◆ **TRECHO**
= = = = = = =

A empresa também entrou no ramo de criar tecnologia de IA para todas as coisas, de veículos elétricos e autônomos até equipamentos de mineração autônomos capazes de substituir mineiros humanos. Diretores da Huawei afirmaram que somente em 2024 e empresa instalou 100 mil carregadores rápidos em toda a China para seus veículos elétricos; em contraste, em 2021 o Congresso dos EUA alocou US$ 7,5 bilhões para a construção de uma rede de estações de carregamento, mas em novembro havia apenas 214 carregadores dessa rede operando em 12 Estados.
É realmente assustador ver isso de perto. O foco do presidente Donald Trump recai sobre quais modalidades atletas transgêneros americanos podem competir, e a China está focada em transformar suas fábricas com IA para ser capaz de superar todas as nossas manufaturas. A estratégia de “Dia da Libertação” de Trump é dobrar o valor das tarifas ao mesmo tempo que destrói nossas instituições científicas nacionais e a força de trabalho que estimula a inovação nos EUA. A estratégia de libertação da China é abrir mais complexos de pesquisa e dobrar a aposta na inovação impulsionada pela IA para se libertar permanentemente das tarifas de Trump.
A mensagem de Pequim para Washington: nós não temos medo de vocês, vocês não são quem pensam que são — e nós não somos quem vocês pensam que somos.
O que quero dizer com isso? Evidência A: em 2024, o Wall Street Journal noticiou que o “lucro líquido da Huawei mais que dobrou no ano passado, marcando um retorno impressionante” estimulado por um novo hardware “que roda com seus chips nacionais”. Evidência B: o Wall Street Journal citou recentemente o senador republicano Josh Hawley afirmando o seguinte sobre a China: “Não acho que eles sejam capazes de muita inovação por conta própria, mas serão se continuarmos compartilhando toda essa tecnologia com eles”.
Alguns dos nossos senadores precisam sair mais de casa. Se você é um legislador americano e quer criticar a China, fique à vontade — posso até me juntar a você no rolê — mas pelo menos faça sua lição de casa. Há muito pouco disso em ambos os partidos atualmente e muito consenso sobre o espaço politicamente seguro ser atacar Pequim, cantar algumas vezes “USA, USA, USA”, pronunciar alguns clichês sobre democracias sempre superarem autocracias em inovação e encerrar o assunto.

= = = = = = =

[Linhas do conjunto de dados sobre onde os objetos aparecem]
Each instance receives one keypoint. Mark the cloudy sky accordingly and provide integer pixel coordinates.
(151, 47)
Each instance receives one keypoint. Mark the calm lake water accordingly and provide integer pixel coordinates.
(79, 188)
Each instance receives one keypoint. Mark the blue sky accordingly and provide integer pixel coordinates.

= = = = = = =

◆ **TAREFAS**
A. Liste as ações que, segundo o texto sobre a China e a IA, formam o espaço politicamente seguro que reúne muito consenso nos dois partidos.
B. Redigite tudo o que vai de "Alguns dos nossos" até "encerrar o assunto." no texto sobre a China e a IA.
C. Prolongue o texto sobre a China e a IA a partir do ponto em que ele termina.

◆ **RESPOSTAS ESPERADAS**
A.
- Atacar Pequim
- Cantar algumas vezes "USA, USA, USA"
- Pronunciar alguns clichês sobre democracias sempre superarem autocracias em inovação
- Encerrar o assunto

B.
Alguns dos nossos senadores precisam sair mais de casa. Se você é um legislador americano e quer criticar a China, fique à vontade — posso até me juntar a você no rolê — mas pelo menos faça sua lição de casa. Há muito pouco disso em ambos os partidos atualmente e muito consenso sobre o espaço politicamente seguro ser atacar Pequim, cantar algumas vezes “USA, USA, USA”, pronunciar alguns clichês sobre democracias sempre superarem autocracias em inovação e encerrar o assunto.

C.
Prefiro expressar meu patriotismo sendo brutalmente honesto a respeito de nossas fraquezas e pontos fortes e sobre as fraquezas e pontos fortes da China, por que acredito que o melhor futuro para ambos os países — às vésperas da revolução da IA — é uma estratégia chamada: Fabricado nos EUA, por trabalhadores americanos em parceria com capital e tecnologia chineses.
Permitam-me explicar.

O pensamento mágico de Trump
Eu concordei com Trump em relação às tarifas sobre a China em seu primeiro mandato. Os chineses estavam impedindo a entrada de certos produtos e serviços americanos, e nós precisávamos tratar as tarifas de Pequim de forma recíproca. Por exemplo, a China evitou por anos deixar que cartões de crédito americanos fossem usados no país, esperando que suas próprias plataformas de pagamento dominassem completamente o mercado e tornassem sua nação uma sociedade sem dinheiro, onde praticamente todos pagam por tudo com aplicativos em seus celulares. Ao usar meu cartão Visa numa loja de uma estação ferroviária de Pequim, na semana passada, fui informado de que ele tinha de ser vinculado a um desses aplicativos, como o Alipay ou o WeChat Pay chinês, que, combinados, têm uma participação de mais de 90% no mercado.
Eu até concordo com Trump no sentido de que tarifas adicionais — e direcionadas — nas portas dos fundos que a China usa para entrar nos EUA, como México e Vietnã, podem ser úteis, mas apenas como parte de uma estratégia maior.
Meu problema é com o pensamento mágico de Trump, segundo o qual basta simplesmente erguer muros de proteção em torno de uma indústria (ou de toda a nossa economia) e — abracadabra! — em pouco tempo a manufatura americana florescerá e fabricará esses produtos dentro dos EUA sob o mesmo custo e sem nenhum ônus para os consumidores locais.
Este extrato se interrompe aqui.